PROBLEM DESCRIPTION: In the listing below, the answer starts at the line that has "the window frame" and stops after the line that has "[(73, 282), (415, 66), (31, 252), (596, 390)]"; please repeat that part exactly and nothing more.
....................
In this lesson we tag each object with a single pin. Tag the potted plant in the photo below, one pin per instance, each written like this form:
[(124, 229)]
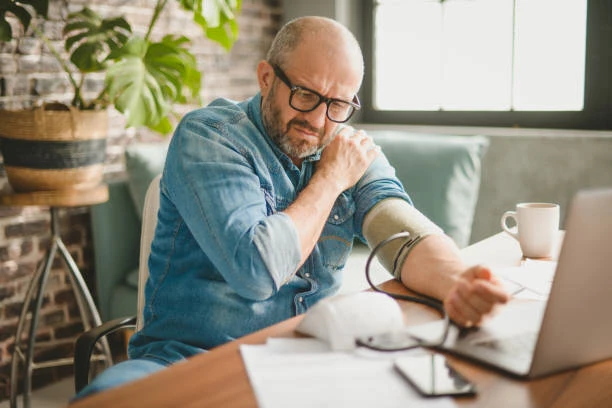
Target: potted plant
[(57, 146)]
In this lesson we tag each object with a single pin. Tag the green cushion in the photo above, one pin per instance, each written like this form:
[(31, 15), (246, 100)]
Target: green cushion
[(143, 161), (440, 173), (131, 279)]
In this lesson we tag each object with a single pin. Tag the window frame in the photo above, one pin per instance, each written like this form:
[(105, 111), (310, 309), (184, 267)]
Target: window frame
[(596, 114)]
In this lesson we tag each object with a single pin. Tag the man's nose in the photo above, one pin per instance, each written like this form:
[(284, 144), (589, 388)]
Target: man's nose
[(318, 116)]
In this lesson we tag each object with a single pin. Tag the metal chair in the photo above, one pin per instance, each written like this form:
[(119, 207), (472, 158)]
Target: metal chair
[(86, 342)]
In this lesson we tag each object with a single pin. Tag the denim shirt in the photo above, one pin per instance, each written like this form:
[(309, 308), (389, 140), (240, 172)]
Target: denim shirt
[(224, 258)]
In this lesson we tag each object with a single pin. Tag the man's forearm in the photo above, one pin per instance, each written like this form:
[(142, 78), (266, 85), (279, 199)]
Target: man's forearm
[(432, 267), (310, 210)]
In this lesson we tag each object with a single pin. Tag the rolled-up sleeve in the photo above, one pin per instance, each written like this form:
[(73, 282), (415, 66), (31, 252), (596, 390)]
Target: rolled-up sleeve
[(218, 191)]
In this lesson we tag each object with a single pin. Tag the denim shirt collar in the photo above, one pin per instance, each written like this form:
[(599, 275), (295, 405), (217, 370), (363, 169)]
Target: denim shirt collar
[(254, 113)]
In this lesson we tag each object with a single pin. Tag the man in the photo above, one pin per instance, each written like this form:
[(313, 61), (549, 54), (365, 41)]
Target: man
[(260, 203)]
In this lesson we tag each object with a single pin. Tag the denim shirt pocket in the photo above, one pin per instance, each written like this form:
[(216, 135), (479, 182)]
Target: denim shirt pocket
[(337, 238)]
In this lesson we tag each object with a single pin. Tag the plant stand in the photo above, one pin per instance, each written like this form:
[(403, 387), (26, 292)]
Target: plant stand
[(26, 327)]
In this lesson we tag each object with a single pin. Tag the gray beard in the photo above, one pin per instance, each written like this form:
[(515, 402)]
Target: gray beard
[(274, 128)]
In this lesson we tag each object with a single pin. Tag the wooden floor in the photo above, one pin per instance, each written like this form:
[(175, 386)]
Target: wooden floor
[(58, 394)]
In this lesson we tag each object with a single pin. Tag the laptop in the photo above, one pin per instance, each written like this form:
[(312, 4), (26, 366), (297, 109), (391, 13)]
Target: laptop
[(574, 326)]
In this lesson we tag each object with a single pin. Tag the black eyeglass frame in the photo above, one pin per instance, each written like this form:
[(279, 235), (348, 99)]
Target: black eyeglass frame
[(355, 104)]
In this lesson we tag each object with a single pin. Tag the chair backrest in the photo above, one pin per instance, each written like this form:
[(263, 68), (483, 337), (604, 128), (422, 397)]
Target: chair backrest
[(149, 222)]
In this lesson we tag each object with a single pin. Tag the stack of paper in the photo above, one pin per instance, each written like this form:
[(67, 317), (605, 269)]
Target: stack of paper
[(305, 373)]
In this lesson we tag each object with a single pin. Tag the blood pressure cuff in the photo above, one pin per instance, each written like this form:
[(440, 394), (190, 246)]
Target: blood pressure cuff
[(392, 216)]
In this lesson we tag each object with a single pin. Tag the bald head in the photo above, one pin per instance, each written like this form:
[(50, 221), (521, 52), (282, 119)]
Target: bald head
[(328, 38)]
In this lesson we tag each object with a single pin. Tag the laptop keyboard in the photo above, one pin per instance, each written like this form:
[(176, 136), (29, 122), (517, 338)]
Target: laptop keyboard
[(519, 345)]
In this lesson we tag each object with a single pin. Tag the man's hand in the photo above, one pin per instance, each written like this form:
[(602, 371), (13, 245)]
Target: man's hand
[(475, 294), (346, 158)]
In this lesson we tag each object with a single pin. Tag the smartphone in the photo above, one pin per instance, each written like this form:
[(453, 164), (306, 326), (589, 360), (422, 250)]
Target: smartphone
[(432, 376)]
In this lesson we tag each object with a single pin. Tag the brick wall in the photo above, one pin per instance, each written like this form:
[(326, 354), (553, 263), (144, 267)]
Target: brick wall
[(29, 74)]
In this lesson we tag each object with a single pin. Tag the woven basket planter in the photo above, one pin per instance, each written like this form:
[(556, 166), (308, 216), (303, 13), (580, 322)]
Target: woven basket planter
[(54, 147)]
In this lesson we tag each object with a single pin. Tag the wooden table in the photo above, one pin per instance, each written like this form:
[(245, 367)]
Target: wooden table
[(218, 378)]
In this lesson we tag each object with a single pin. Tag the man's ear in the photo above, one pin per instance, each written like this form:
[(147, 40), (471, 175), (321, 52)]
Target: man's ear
[(265, 76)]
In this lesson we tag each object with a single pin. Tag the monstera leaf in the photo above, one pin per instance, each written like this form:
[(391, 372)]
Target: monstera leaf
[(147, 77), (20, 10), (90, 39), (218, 19)]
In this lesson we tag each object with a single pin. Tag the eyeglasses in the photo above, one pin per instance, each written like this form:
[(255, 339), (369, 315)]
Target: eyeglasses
[(306, 100)]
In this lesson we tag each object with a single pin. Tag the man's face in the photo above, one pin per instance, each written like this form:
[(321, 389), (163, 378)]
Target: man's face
[(301, 134), (293, 134)]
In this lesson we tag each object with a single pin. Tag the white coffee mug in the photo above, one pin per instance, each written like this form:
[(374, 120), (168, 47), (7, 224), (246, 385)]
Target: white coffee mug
[(536, 229)]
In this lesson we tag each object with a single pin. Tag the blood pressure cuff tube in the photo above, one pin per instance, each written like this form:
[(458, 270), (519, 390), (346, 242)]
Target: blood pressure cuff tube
[(392, 216)]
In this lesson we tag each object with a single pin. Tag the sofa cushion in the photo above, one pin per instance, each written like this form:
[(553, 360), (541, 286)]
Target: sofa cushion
[(143, 161), (440, 173)]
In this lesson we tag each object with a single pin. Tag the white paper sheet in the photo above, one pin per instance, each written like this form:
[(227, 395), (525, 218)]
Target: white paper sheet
[(305, 373), (532, 280)]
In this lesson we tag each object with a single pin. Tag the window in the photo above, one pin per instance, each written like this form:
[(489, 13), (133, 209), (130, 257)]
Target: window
[(529, 63)]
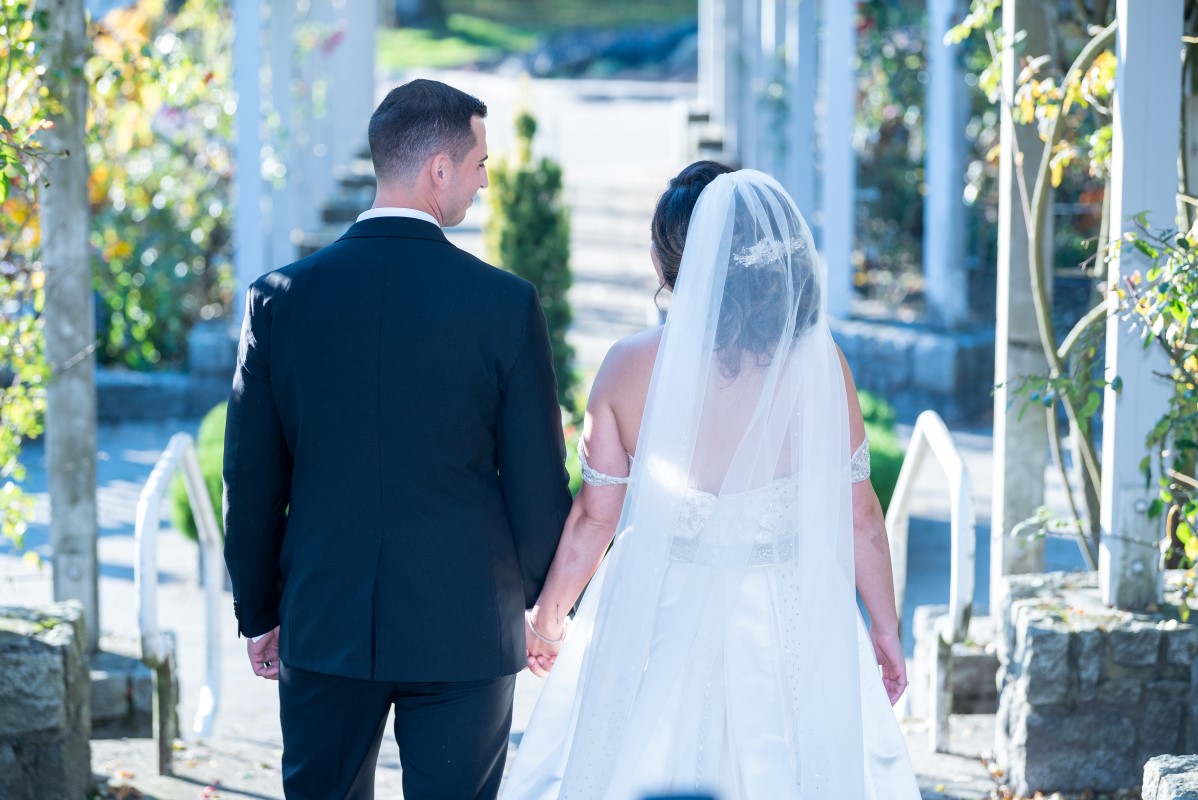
....................
EXPECTED ANSWER:
In this lesson we tag each object with a single pin. Tag the window frame in the photo above, one pin per instance, each written like this form:
[(105, 111), (310, 309), (184, 267)]
Target: window frame
[(596, 114)]
In this lesson we tag each object with a single pin. Tag the man's nose in the photo above, one pin per instance, each written like this form:
[(284, 144), (589, 388)]
Target: man's nose
[(318, 116)]
In this lesson we tag each object with a single pin. Tag the metal chair in the photo above, one pin per instance, each written like this form:
[(119, 207), (472, 158)]
Target: metal chair
[(86, 342)]
In this lesson we tag each object with a single pin. Tag the denim shirt in the photo above, one pin per instance, each written like this form:
[(309, 308), (389, 140), (240, 172)]
Target: denim shirt
[(224, 258)]
In this lesson we tag each object with a single pin. Tag the man's forearm in the photo above, one pin per instance, each written like this form:
[(142, 78), (266, 85), (279, 199)]
Target: man's forearm
[(432, 267), (310, 210)]
In this lesson we tag each object with a single pin. Tag the rolled-up sleeve in the photo above, one pin per instance, each written like this form:
[(73, 282), (415, 66), (31, 252), (596, 390)]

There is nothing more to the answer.